= Required task A =
In the rows, starting with the line containing "Q: For each instance of the grassy" and going on through the line containing "x=323 y=1188", substitute "slope" for "embankment" and leave everything else unchanged. Return only those lines.

Chatral Rinpoche, Compassionate Action

When we practice bodhicitta prayers or meditations, it may look like we are alone, like we are practicing for ourselves, but we are not practicing for ourselves, and we are not alone. All beings are interconnected, and in that sense they are present or affected. Milarepa sang, "When I am alone, meditating in the mountains, all the Buddhas past, present, and future are with me. Guru Marpa is always with me. All beings are here."
We are not practicing for ourselves alone, since everybody is involved and included in the great scope of our prayers and meditations on this perfectly pure motivation. The natural outflow of so-called "solitary meditation or prayer" is spontaneous benefit for others; it's like the rays of the sun, rays which spontaneously reach out. This good heart, pure heart, vast and open mind, is called in Tibetan sem karpo, white mind. It means pure, vast, and open heart. This is innate bodhicitta. It is not something foreign to us, as we well know, yet it is something we could relate to more, cultivate, generate, and embody. We talk about vast and profound teachings of Dharma, such as Dzogchen, but without this goodness of heart, this unselfishness, it is mere chatter, gossip, and rationalization.

= Required task B =
According to the passage on compassionate action, what is the good, pure heart called in Tibetan?

= Records for the task =
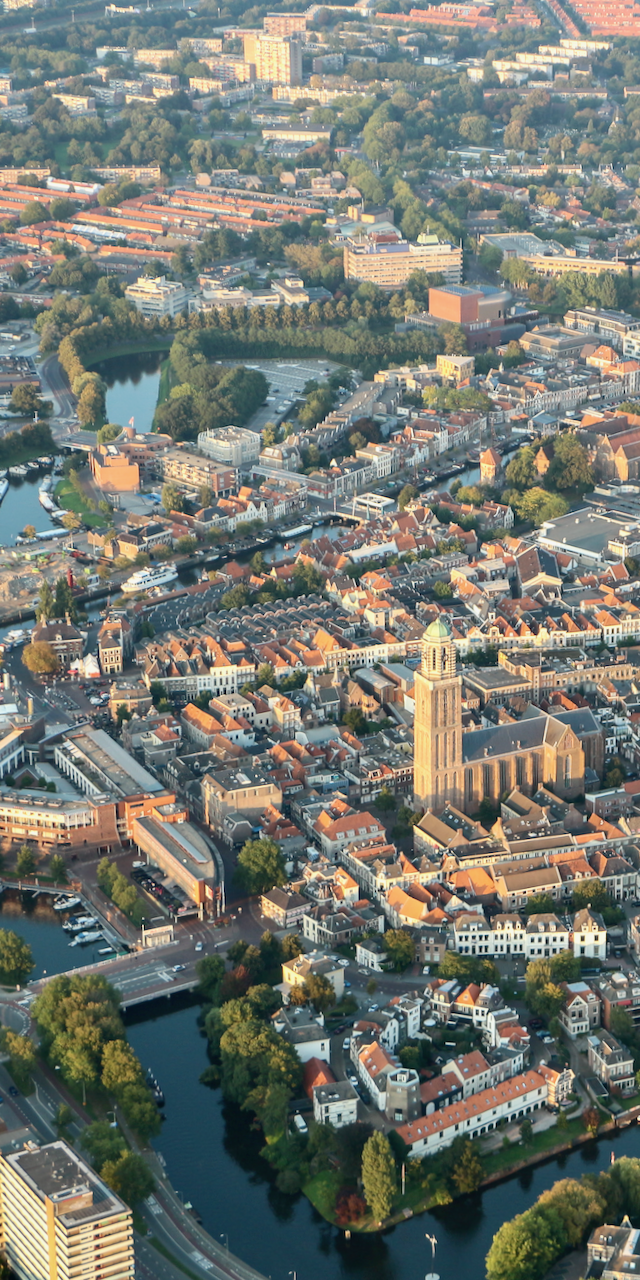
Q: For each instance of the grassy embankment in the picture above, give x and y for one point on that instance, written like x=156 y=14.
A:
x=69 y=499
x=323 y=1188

...

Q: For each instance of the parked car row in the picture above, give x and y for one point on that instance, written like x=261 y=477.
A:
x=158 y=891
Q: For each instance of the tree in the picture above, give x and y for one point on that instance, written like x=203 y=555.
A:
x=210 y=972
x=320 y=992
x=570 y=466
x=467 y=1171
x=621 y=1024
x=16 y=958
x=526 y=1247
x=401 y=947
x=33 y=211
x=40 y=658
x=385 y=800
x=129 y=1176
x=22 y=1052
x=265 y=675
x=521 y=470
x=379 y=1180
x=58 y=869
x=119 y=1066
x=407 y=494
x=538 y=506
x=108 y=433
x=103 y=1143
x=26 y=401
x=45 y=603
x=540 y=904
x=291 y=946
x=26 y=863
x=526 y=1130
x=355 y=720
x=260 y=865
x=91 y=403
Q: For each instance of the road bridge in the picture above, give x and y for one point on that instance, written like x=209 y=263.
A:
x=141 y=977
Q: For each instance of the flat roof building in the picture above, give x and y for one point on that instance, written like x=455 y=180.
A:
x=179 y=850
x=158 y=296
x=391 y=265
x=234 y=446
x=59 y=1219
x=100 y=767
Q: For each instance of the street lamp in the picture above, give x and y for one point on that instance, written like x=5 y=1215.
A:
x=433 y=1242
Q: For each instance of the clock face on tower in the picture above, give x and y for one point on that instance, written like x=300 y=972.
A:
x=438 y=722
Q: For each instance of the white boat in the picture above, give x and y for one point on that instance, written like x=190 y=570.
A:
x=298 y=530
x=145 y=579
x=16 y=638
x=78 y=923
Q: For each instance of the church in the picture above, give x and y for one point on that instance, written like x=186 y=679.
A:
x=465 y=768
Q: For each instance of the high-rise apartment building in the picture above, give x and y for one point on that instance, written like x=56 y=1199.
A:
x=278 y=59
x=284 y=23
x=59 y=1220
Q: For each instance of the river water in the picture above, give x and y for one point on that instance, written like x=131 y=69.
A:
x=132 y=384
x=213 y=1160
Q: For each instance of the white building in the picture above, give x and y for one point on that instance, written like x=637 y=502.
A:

--

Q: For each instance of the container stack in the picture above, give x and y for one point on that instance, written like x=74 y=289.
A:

= Correct answer A =
Q: For each instance of the grassy slope in the picture above, give x and y for one point on that instance, written like x=156 y=14.
A:
x=69 y=499
x=323 y=1188

= Correct answer B =
Sem karpo, meaning white mind.